◆ **Excerpt provided**:
——————
Ok. This isn’t really a cake. But is is low fat. And it is vegan. And it does contain strawberries. Lots of strawberries. Yum!
Low-Fat Raw Vegan Strawberry Cake
1 c (heaping) dried dates, pitted
1 c (heaping) dried figs, stemmed
1 1/2 quarts (about 3 cups) sliced strawberries
1/2 lemon, juiced
1/4 c coconut/palm sugar (optional)
Prep dates by removing pits, if needed. Prep figs by removing stems. Roughly chop both and place into a food processor. Add juice of half a lemon. Process until pasty. (Mix may begin to form a ball; that’s ok!) Remove date/fig mix from processor and press into a small cake, brownie or pie pan. (Two mini tart pans would probably work too.)
Prep strawberries by washing and stemming all of them. Slice about half of the strawberries into thin slices and place them in a bowl. Top the sliced berries with coconut sugar (or other sweetener), if using. Set aside and allow to macerate for at least 30 minutes. Place the remaining berries in a food processor and pulse until berries become a chunky paste.
Place processed berries on top of date/fig mix in pan. Refrigerate while remaining berries are macerating – about 30 minutes. Remove from refrigerator and top with sliced berries. Return to refrigerator overnight for a more ‘cake’ like texture.
- This dessert is surprisingly cake like after it sits overnight in the fridge. If you want to cut and serve as a cake, consider doubling the amount of dates/figs.
- If adding fat is an option, process some shredded coconut or almonds/almond meal with the dates/figs. This will also make the base layer more cake like, and it will allow for cutting and removal of cake pieces from the pan.
——————
◆ **Data section**:
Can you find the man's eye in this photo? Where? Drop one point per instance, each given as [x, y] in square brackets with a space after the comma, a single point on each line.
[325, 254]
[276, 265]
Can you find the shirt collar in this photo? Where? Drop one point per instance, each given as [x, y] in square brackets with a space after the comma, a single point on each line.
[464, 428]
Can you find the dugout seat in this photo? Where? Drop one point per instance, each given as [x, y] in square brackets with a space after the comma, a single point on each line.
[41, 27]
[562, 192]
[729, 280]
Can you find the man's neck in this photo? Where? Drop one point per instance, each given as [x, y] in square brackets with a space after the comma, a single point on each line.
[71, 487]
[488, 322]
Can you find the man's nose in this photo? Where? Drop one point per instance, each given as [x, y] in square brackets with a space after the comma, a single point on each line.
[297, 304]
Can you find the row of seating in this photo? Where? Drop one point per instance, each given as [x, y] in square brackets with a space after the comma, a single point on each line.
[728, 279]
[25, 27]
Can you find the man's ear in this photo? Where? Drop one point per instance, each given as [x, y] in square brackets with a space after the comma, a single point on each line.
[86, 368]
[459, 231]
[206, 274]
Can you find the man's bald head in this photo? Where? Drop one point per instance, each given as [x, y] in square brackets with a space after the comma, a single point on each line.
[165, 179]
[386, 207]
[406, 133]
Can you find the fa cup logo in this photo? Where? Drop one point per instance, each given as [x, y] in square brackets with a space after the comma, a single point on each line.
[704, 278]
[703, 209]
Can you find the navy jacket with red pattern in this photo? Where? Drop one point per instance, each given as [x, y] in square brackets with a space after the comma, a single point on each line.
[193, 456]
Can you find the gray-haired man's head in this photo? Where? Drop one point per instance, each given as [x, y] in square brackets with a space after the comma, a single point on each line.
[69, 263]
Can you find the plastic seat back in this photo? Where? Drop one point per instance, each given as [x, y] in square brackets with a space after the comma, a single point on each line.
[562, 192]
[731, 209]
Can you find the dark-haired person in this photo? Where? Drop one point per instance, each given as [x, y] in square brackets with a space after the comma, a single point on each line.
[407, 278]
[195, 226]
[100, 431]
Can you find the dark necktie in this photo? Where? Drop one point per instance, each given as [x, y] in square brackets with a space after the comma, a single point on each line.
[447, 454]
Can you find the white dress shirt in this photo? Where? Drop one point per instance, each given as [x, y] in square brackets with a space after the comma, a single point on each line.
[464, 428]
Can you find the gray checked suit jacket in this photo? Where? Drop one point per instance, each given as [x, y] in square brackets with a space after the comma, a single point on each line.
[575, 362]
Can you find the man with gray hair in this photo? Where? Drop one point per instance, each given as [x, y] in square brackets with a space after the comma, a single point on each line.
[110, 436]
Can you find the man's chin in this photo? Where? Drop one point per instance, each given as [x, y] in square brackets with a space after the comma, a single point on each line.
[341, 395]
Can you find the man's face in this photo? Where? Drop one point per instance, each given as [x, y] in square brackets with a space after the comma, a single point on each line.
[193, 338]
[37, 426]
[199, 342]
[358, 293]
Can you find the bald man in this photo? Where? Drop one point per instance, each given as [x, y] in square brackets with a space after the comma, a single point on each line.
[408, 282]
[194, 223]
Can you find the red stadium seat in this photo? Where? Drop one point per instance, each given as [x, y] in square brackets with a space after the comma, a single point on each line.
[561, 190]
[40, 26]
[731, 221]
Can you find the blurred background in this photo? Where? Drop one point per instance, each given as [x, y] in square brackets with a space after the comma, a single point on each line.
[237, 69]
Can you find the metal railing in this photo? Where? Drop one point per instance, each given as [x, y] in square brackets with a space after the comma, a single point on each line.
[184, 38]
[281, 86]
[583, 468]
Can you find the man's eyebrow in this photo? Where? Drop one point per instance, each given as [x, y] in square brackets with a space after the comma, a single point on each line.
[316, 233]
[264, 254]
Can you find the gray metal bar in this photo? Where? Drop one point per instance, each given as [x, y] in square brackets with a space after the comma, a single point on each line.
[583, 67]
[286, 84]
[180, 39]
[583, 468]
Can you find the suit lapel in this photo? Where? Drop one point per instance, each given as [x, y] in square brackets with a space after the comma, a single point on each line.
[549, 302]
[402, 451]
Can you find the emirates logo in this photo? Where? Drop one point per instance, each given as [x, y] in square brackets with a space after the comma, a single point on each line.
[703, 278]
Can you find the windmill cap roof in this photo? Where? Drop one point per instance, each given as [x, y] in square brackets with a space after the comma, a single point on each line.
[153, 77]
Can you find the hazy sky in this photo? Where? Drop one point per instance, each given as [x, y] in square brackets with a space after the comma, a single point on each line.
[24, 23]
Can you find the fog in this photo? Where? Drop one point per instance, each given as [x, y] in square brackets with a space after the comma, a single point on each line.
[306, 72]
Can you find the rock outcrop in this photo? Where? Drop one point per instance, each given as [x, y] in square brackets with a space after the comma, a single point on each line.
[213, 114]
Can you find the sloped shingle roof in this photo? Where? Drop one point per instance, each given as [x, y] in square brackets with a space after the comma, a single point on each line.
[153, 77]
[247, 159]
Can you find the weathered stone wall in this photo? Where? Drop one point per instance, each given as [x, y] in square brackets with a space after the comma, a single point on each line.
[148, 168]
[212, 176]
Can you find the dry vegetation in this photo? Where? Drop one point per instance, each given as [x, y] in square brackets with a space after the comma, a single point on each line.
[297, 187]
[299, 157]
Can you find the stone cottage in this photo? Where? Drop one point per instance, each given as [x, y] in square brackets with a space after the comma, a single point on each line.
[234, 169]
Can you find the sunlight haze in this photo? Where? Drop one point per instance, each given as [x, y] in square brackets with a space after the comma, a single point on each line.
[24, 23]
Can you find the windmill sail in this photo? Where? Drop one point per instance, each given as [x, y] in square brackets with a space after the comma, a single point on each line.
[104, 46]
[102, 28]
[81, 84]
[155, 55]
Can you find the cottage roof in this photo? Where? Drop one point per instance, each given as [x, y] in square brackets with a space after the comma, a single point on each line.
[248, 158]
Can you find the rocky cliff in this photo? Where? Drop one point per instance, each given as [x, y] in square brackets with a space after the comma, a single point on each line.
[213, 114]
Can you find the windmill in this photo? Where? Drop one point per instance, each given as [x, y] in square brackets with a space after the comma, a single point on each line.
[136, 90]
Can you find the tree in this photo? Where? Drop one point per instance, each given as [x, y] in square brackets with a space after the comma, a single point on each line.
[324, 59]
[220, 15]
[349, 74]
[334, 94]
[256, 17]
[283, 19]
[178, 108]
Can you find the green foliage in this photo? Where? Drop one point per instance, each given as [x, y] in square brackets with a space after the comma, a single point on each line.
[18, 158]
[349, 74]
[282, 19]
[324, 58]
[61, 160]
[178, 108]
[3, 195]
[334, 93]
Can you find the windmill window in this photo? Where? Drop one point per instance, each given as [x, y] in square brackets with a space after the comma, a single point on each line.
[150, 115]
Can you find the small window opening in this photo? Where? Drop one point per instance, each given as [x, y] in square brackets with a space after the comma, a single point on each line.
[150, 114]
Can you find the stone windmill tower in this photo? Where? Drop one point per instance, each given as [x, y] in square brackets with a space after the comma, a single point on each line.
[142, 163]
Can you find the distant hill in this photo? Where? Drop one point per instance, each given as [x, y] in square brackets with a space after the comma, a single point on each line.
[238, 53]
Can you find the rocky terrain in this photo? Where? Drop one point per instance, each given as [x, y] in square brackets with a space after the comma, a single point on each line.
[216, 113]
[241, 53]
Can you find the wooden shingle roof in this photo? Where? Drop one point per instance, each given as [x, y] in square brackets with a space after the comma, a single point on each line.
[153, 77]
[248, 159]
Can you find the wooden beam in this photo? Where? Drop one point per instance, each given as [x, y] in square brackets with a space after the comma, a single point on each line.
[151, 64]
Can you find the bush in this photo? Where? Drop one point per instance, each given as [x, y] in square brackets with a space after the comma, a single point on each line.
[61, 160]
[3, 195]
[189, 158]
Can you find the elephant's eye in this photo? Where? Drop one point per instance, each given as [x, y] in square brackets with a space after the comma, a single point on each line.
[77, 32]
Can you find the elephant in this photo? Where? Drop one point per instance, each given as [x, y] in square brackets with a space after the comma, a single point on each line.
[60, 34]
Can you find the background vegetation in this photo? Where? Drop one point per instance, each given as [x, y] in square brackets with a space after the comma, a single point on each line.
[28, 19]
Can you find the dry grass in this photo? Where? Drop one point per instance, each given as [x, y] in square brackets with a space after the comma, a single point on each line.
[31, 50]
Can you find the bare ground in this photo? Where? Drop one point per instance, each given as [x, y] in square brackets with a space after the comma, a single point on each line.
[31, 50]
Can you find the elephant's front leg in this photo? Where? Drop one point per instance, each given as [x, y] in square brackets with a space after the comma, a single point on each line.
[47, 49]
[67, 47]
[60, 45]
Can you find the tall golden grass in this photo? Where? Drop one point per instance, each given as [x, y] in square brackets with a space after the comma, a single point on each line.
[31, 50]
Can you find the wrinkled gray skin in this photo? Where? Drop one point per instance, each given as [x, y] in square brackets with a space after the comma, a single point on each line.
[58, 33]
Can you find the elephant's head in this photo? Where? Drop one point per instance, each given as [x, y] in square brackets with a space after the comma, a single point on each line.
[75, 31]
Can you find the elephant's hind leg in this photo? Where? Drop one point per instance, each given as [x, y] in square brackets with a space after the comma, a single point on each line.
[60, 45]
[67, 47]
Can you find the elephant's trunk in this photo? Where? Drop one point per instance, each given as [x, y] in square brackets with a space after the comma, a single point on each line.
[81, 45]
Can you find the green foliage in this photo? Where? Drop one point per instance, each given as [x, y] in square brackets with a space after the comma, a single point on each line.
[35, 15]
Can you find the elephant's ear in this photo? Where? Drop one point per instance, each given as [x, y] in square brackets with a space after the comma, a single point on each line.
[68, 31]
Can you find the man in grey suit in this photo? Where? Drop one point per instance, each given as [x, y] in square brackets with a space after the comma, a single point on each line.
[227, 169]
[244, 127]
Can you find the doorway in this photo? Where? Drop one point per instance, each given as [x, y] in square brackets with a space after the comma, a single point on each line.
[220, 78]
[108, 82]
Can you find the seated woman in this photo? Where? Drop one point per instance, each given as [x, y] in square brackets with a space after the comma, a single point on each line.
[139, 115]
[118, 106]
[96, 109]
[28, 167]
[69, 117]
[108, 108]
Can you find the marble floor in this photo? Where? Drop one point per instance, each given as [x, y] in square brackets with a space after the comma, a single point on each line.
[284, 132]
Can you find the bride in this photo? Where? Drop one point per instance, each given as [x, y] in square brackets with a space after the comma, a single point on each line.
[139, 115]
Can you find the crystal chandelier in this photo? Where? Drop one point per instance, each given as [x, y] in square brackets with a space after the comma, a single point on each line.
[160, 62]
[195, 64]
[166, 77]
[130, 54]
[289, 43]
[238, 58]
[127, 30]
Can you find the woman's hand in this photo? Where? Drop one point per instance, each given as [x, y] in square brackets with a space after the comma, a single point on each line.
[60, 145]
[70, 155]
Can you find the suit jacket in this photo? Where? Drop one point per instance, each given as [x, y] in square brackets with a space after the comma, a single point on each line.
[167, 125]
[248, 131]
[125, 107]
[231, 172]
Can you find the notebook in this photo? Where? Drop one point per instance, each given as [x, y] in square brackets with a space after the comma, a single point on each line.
——————
◆ **Directions**:
**a)** Translate this sentence from the strawberry cake recipe into Spanish: "Set aside and allow to macerate for at least 30 minutes."
**b)** In the strawberry cake recipe, which two dried fruits are processed to form the base?
**c)** Quote the part of the strawberry cake recipe that opens with the words containing "Prep dates by" and closes with "probably work too.)".
The records have no role in this work.

◆ **Responses for each task**:
**a)** Reservar y dejar macerar durante al menos 30 minutos.

**b)** Dried dates and dried figs.

**c)**
Prep dates by removing pits, if needed. Prep figs by removing stems. Roughly chop both and place into a food processor. Add juice of half a lemon. Process until pasty. (Mix may begin to form a ball; that’s ok!) Remove date/fig mix from processor and press into a small cake, brownie or pie pan. (Two mini tart pans would probably work too.)